• Instructions for the task
From the line that contains "Would you be able to indicate the blue post" to the end of the entries, copy each line exactly, though the pictures stay out.

Referring expression pointing data:
————

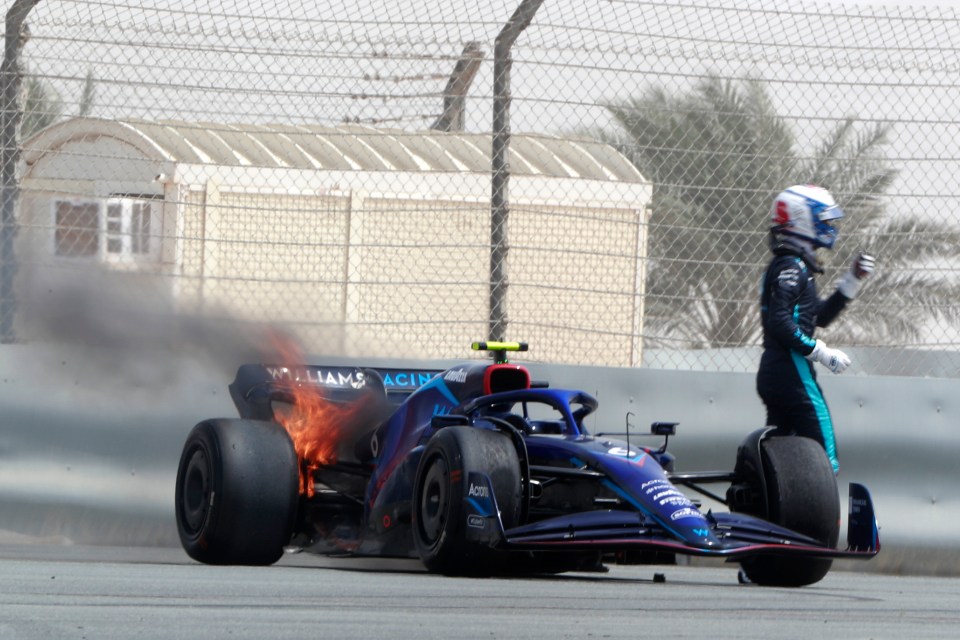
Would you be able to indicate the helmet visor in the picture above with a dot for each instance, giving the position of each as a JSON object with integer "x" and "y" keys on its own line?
{"x": 826, "y": 233}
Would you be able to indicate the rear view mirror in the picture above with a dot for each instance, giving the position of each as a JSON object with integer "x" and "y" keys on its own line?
{"x": 663, "y": 428}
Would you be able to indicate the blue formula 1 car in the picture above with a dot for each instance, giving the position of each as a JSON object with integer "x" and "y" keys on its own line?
{"x": 479, "y": 470}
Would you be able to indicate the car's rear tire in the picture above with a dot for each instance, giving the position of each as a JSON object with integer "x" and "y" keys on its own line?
{"x": 801, "y": 495}
{"x": 439, "y": 522}
{"x": 237, "y": 492}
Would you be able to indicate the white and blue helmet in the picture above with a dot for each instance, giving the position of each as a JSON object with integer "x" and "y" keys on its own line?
{"x": 804, "y": 214}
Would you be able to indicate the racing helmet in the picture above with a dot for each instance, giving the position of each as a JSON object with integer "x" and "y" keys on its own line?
{"x": 803, "y": 214}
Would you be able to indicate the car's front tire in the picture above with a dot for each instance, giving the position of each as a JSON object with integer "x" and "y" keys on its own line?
{"x": 801, "y": 495}
{"x": 237, "y": 492}
{"x": 439, "y": 522}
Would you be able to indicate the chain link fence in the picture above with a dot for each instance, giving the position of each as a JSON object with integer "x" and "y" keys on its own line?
{"x": 398, "y": 179}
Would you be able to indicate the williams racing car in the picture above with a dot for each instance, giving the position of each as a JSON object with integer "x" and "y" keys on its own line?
{"x": 479, "y": 470}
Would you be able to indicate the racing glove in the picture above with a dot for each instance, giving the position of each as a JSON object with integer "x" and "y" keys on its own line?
{"x": 833, "y": 359}
{"x": 849, "y": 283}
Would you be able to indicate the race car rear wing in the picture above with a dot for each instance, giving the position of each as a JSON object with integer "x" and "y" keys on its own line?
{"x": 257, "y": 386}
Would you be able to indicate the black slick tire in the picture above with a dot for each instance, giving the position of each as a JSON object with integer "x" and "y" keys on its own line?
{"x": 237, "y": 492}
{"x": 802, "y": 495}
{"x": 439, "y": 522}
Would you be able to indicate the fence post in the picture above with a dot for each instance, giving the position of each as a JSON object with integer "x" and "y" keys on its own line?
{"x": 500, "y": 167}
{"x": 11, "y": 114}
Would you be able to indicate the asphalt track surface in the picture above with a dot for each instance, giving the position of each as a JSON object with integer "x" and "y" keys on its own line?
{"x": 51, "y": 592}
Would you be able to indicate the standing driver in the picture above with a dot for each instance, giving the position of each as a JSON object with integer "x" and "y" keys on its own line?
{"x": 801, "y": 222}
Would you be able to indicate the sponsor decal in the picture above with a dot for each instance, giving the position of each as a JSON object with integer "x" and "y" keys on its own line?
{"x": 789, "y": 278}
{"x": 326, "y": 377}
{"x": 456, "y": 375}
{"x": 685, "y": 513}
{"x": 478, "y": 491}
{"x": 668, "y": 492}
{"x": 406, "y": 379}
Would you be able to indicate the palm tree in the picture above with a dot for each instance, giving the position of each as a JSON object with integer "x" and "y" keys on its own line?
{"x": 717, "y": 156}
{"x": 43, "y": 106}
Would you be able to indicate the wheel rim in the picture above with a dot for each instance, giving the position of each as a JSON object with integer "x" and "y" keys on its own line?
{"x": 433, "y": 501}
{"x": 196, "y": 491}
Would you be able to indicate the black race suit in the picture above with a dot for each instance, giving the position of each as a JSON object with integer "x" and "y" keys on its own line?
{"x": 790, "y": 310}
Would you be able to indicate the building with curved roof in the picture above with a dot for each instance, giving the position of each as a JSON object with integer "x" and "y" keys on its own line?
{"x": 378, "y": 232}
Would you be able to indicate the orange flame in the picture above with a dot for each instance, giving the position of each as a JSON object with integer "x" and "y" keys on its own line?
{"x": 316, "y": 424}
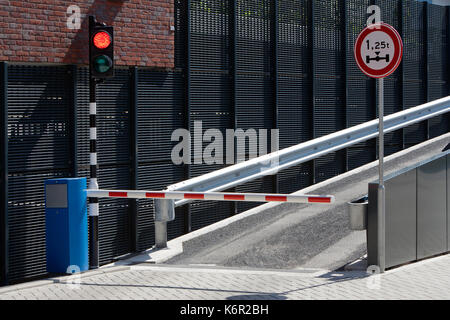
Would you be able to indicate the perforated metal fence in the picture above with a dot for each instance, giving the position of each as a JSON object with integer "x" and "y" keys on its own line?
{"x": 285, "y": 64}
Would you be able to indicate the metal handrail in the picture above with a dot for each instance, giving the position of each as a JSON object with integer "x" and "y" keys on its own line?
{"x": 272, "y": 163}
{"x": 234, "y": 175}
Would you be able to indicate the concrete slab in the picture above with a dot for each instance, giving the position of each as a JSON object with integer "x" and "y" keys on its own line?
{"x": 290, "y": 236}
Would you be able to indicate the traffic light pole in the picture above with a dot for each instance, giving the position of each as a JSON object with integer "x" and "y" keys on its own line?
{"x": 93, "y": 184}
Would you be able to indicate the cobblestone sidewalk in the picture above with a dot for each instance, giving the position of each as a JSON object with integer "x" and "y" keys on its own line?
{"x": 429, "y": 279}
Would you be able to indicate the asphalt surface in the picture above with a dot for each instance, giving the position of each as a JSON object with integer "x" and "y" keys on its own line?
{"x": 290, "y": 236}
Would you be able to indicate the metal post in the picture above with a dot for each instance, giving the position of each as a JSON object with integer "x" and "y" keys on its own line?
{"x": 134, "y": 161}
{"x": 274, "y": 74}
{"x": 344, "y": 31}
{"x": 73, "y": 74}
{"x": 233, "y": 33}
{"x": 426, "y": 76}
{"x": 4, "y": 226}
{"x": 187, "y": 20}
{"x": 381, "y": 188}
{"x": 93, "y": 184}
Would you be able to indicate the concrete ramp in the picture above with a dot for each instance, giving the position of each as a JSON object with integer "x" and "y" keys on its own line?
{"x": 291, "y": 236}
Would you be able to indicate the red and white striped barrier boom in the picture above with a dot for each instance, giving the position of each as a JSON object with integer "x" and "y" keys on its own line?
{"x": 213, "y": 196}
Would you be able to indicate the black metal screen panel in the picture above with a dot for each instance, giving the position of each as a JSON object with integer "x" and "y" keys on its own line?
{"x": 320, "y": 91}
{"x": 393, "y": 90}
{"x": 113, "y": 101}
{"x": 160, "y": 112}
{"x": 361, "y": 90}
{"x": 437, "y": 44}
{"x": 295, "y": 111}
{"x": 39, "y": 140}
{"x": 414, "y": 65}
{"x": 157, "y": 176}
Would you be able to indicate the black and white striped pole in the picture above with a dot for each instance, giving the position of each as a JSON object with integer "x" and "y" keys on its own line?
{"x": 101, "y": 66}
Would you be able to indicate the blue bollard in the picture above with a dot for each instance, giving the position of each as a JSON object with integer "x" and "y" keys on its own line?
{"x": 66, "y": 225}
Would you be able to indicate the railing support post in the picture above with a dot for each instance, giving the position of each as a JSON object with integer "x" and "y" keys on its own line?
{"x": 164, "y": 212}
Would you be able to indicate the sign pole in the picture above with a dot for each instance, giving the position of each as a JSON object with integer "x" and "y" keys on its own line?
{"x": 381, "y": 188}
{"x": 93, "y": 183}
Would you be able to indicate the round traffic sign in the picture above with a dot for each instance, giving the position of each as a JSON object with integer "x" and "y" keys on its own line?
{"x": 378, "y": 50}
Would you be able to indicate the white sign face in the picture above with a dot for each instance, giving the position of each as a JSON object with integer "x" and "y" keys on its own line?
{"x": 378, "y": 50}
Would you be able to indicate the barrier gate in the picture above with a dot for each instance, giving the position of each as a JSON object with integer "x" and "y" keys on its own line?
{"x": 66, "y": 214}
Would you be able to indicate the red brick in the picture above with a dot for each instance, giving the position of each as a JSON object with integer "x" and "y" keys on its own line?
{"x": 36, "y": 31}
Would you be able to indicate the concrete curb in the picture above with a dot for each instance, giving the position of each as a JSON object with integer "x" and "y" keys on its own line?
{"x": 175, "y": 247}
{"x": 61, "y": 279}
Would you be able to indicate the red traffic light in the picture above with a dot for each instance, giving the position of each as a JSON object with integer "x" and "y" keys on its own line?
{"x": 102, "y": 40}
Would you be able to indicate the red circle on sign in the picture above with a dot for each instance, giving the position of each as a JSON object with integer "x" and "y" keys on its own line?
{"x": 102, "y": 40}
{"x": 398, "y": 54}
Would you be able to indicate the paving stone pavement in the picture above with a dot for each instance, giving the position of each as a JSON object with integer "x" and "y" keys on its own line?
{"x": 429, "y": 279}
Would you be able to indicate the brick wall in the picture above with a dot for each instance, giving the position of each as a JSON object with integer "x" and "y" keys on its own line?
{"x": 37, "y": 31}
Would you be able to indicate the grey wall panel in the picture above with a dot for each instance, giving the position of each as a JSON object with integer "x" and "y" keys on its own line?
{"x": 401, "y": 219}
{"x": 431, "y": 209}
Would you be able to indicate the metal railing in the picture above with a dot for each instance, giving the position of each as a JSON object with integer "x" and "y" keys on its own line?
{"x": 272, "y": 163}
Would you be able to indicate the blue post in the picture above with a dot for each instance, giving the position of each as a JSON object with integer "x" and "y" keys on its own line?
{"x": 66, "y": 225}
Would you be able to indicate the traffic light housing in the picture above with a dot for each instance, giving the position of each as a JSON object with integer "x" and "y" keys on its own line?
{"x": 101, "y": 50}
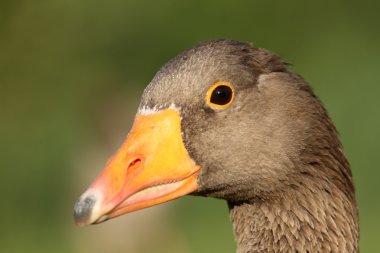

————

• Written response
Would you be able to indicate the blue post in the picture above with a dot for each instance, giving the position of each as a JSON object with integer "x" and "y" keys on its own line?
{"x": 66, "y": 225}
Would you be able to indicate the traffic light housing in the picture above with a dot for each instance, giving the position of each as a JSON object with integer "x" and "y" keys on its own line?
{"x": 101, "y": 50}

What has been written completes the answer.